((

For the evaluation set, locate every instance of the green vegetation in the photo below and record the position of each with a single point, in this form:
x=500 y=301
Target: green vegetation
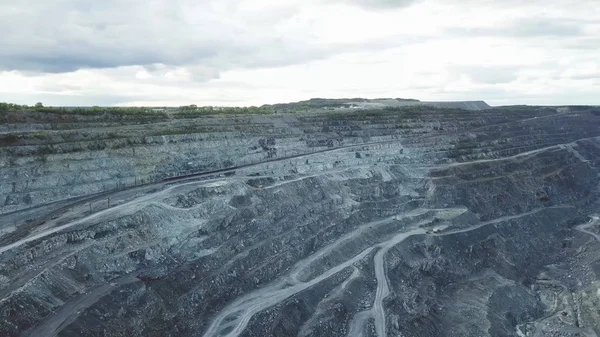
x=193 y=110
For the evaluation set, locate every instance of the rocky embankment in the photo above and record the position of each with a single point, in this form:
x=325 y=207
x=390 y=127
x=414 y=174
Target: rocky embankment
x=406 y=221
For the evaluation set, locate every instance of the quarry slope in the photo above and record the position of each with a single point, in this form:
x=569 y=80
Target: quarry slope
x=413 y=220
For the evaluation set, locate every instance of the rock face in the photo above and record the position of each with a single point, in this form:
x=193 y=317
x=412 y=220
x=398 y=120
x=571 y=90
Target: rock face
x=404 y=221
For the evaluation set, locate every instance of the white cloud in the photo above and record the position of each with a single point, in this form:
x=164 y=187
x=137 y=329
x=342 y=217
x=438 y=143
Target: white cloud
x=240 y=52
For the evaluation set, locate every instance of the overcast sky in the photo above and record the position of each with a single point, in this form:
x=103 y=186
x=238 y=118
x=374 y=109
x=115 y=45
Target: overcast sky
x=252 y=52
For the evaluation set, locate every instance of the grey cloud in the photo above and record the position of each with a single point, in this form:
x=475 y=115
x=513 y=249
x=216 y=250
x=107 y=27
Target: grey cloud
x=379 y=4
x=70 y=34
x=488 y=75
x=525 y=28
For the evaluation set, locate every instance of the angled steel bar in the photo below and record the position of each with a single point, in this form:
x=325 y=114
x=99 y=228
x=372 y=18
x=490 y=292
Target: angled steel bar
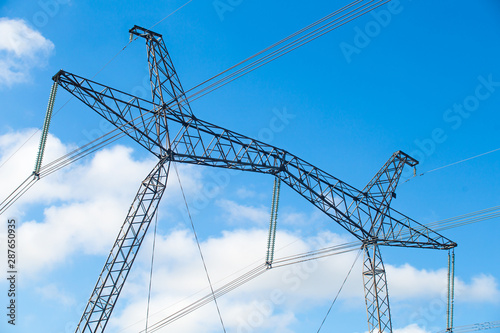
x=165 y=84
x=376 y=293
x=382 y=187
x=124 y=251
x=200 y=142
x=365 y=214
x=133 y=115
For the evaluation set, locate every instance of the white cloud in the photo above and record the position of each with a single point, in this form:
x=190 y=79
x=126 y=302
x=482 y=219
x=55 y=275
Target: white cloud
x=270 y=302
x=413 y=328
x=52 y=293
x=244 y=214
x=408 y=282
x=21 y=50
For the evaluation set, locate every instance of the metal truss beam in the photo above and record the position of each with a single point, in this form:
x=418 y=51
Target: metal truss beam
x=202 y=143
x=167 y=128
x=376 y=293
x=112 y=278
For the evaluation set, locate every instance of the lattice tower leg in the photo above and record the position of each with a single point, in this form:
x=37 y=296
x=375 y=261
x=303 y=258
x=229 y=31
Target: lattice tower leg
x=376 y=294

))

Copy out every line of the records above word for word, but leave out the pictures.

For the evaluation set, locate every instance of the green vegetation in the photo below and record the position of each with a single point, in this form:
x=500 y=301
Target: green vegetation
x=193 y=110
For the evaluation set, locate every instance of the rocky embankment in the photo above and record the position of each with a single point, in this form:
x=325 y=207
x=390 y=127
x=414 y=174
Target: rocky embankment
x=406 y=221
For the evaluation set, locate every instance of the quarry slope in the photo above and record the position of each with a single point, in this form:
x=569 y=80
Target: quarry slope
x=413 y=220
For the evaluation set, locate every instance of the rock face in the photo above and record the position of each with a single point, in this form:
x=193 y=317
x=412 y=220
x=398 y=120
x=571 y=90
Target: rock face
x=404 y=221
For the evaluation set, locate every instance of the white cloud in the photo above and record the position of each with a single point, in this form:
x=164 y=187
x=137 y=329
x=342 y=217
x=438 y=143
Target: white cloud
x=240 y=52
For the evaluation set, locate every instance of the overcast sky in the photo above and record the position of each with a single point, in this form:
x=103 y=186
x=238 y=118
x=374 y=109
x=115 y=45
Target: overcast sky
x=252 y=52
For the evaluation set, locate every instance of the grey cloud in the photo above and record the position of each with a single point, in this form:
x=475 y=115
x=513 y=249
x=216 y=250
x=107 y=27
Target: grey cloud
x=379 y=4
x=70 y=34
x=488 y=75
x=525 y=28
For the evaluation set, locate every instance of the angled steel bar in the photo below and record the position of each with a single point, in this form:
x=325 y=114
x=99 y=228
x=372 y=18
x=490 y=292
Target: angled steel bar
x=165 y=84
x=376 y=293
x=382 y=187
x=124 y=251
x=200 y=142
x=365 y=214
x=133 y=115
For the evaluation set, locate every instance of the white cloud in the photo above and record the position of each with a single point, in this form:
x=190 y=79
x=126 y=302
x=482 y=219
x=55 y=275
Target: white cloud
x=270 y=302
x=413 y=328
x=52 y=293
x=244 y=214
x=408 y=282
x=21 y=50
For the evaluation set, locate every instance of the metal truss beam in the photo above and record the position of each with a single point, in this form:
x=418 y=51
Target: metal truss beam
x=202 y=143
x=167 y=128
x=376 y=293
x=112 y=278
For the evaluation set, locate every instance of the lattice tower leg in the photo above and record the position of each with a single point, in this form:
x=37 y=296
x=375 y=261
x=303 y=258
x=229 y=31
Target: lattice tower leg
x=376 y=294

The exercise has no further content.